§ Exercise details
Arrange the records, from their first line through the line containing "positive clicks: (763, 706) (622, 773)", as a Markdown table with the columns Row and Line, giving each nonblank line its own numbered row and leaving out blank lines.

*** Opening of Data extract ***

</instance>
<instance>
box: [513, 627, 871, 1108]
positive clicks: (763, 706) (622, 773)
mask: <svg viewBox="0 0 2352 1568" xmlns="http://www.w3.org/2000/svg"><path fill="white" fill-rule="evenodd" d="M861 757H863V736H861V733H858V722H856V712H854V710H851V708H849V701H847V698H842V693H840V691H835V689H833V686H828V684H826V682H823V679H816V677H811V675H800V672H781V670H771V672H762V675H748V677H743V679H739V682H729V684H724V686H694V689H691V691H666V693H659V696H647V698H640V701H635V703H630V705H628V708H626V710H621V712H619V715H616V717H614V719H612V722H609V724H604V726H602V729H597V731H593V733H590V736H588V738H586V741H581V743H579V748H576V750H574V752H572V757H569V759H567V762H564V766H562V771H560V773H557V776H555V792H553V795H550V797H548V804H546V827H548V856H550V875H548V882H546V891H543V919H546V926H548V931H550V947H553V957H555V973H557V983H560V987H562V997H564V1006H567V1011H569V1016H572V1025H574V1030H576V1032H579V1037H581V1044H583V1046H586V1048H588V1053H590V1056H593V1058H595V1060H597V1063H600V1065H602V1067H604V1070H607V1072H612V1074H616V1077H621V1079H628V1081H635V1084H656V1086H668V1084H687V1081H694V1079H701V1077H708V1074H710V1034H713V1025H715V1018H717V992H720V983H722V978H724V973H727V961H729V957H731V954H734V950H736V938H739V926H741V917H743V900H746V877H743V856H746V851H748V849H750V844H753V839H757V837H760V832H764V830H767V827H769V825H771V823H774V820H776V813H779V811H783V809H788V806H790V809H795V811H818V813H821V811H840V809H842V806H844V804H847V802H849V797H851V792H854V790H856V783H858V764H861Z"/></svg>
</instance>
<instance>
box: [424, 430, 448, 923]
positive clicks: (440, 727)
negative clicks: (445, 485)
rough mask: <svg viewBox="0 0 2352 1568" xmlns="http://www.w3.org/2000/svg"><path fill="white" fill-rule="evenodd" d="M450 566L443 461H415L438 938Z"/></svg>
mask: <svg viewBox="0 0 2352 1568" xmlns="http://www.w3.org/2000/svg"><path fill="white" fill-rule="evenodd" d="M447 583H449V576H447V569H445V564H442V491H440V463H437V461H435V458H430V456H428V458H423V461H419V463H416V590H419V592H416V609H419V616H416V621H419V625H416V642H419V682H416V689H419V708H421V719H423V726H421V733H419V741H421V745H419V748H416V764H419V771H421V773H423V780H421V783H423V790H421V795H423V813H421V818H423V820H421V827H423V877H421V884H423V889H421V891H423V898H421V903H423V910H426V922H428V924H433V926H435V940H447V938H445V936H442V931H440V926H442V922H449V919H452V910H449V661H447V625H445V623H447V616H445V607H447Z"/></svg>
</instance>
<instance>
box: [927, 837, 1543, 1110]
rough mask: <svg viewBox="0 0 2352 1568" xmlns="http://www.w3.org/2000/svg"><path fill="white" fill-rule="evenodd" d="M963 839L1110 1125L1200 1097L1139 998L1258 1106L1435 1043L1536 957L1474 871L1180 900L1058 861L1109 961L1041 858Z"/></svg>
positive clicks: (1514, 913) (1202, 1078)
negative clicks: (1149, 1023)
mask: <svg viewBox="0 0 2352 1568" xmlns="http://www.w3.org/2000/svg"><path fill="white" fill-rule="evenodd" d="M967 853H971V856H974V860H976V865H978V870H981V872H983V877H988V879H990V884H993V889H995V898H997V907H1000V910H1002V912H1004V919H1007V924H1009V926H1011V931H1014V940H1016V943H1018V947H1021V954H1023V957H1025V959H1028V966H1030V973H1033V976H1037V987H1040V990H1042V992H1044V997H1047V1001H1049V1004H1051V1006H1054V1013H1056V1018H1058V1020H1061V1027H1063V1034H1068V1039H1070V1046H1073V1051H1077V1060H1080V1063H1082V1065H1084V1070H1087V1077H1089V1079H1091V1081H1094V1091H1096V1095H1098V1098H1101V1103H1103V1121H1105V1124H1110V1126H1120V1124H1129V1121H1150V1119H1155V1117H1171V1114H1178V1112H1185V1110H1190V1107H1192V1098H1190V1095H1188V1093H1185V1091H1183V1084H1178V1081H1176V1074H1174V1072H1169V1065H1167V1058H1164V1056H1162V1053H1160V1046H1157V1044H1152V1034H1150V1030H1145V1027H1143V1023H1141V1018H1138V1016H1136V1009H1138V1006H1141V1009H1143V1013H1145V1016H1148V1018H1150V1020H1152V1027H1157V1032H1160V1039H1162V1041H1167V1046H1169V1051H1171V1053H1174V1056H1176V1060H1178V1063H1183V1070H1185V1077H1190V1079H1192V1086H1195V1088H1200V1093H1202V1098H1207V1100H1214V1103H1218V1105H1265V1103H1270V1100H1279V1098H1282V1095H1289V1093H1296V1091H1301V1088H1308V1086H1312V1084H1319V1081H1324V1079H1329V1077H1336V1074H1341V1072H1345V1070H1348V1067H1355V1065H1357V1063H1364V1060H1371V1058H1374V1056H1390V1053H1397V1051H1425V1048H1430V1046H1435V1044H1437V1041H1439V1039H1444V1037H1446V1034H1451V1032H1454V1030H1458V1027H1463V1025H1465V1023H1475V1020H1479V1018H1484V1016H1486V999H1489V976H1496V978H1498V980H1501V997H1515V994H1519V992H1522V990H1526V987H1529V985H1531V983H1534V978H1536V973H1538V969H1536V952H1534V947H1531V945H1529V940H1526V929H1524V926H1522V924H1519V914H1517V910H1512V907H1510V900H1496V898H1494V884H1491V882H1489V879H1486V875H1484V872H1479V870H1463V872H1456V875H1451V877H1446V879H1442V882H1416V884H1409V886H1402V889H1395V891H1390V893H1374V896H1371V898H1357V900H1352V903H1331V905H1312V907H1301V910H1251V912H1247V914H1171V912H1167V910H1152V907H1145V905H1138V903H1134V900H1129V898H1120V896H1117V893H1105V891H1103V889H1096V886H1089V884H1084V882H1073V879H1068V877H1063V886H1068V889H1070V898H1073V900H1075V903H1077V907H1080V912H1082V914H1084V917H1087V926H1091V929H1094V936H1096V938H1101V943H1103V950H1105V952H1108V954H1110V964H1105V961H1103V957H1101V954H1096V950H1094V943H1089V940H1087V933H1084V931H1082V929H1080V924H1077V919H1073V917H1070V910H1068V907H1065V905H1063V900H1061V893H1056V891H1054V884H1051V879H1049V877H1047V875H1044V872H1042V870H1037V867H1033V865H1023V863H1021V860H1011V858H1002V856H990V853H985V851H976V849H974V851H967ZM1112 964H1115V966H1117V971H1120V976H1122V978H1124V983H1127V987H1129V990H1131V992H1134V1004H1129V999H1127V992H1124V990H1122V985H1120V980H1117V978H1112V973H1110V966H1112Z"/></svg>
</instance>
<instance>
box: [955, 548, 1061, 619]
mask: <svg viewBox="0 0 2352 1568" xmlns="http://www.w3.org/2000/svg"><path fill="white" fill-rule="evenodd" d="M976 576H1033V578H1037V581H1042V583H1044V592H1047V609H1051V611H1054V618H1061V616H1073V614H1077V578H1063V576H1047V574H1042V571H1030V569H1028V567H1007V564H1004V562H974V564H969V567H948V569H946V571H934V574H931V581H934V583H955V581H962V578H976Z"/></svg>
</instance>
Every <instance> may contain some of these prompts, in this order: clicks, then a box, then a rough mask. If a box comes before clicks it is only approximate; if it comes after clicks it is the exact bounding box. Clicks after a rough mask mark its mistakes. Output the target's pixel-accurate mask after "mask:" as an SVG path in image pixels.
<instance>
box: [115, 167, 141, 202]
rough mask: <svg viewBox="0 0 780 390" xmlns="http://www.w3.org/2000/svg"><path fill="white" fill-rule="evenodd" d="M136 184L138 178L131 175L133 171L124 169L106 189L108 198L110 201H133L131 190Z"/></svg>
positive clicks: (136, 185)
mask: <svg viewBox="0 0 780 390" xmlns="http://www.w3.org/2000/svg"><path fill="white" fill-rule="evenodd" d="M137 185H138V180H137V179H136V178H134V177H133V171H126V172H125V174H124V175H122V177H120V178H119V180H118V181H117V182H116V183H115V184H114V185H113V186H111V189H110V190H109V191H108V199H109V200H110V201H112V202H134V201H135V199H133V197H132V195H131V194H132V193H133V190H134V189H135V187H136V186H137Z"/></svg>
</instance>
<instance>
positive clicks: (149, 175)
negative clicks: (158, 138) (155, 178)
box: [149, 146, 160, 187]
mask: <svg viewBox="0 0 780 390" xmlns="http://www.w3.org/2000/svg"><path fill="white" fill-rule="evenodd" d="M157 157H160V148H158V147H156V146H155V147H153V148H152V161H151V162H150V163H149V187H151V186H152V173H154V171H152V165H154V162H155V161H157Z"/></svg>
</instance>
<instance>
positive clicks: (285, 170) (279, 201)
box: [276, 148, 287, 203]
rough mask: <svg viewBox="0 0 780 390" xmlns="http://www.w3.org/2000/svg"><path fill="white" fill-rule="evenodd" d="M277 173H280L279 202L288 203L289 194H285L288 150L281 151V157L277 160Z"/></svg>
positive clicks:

*** Close of Data extract ***

§ Expected answer
| Row | Line |
|---|---|
| 1 | </instance> |
| 2 | <instance> |
| 3 | box: [513, 627, 871, 1108] |
| 4 | positive clicks: (763, 706) (622, 773) |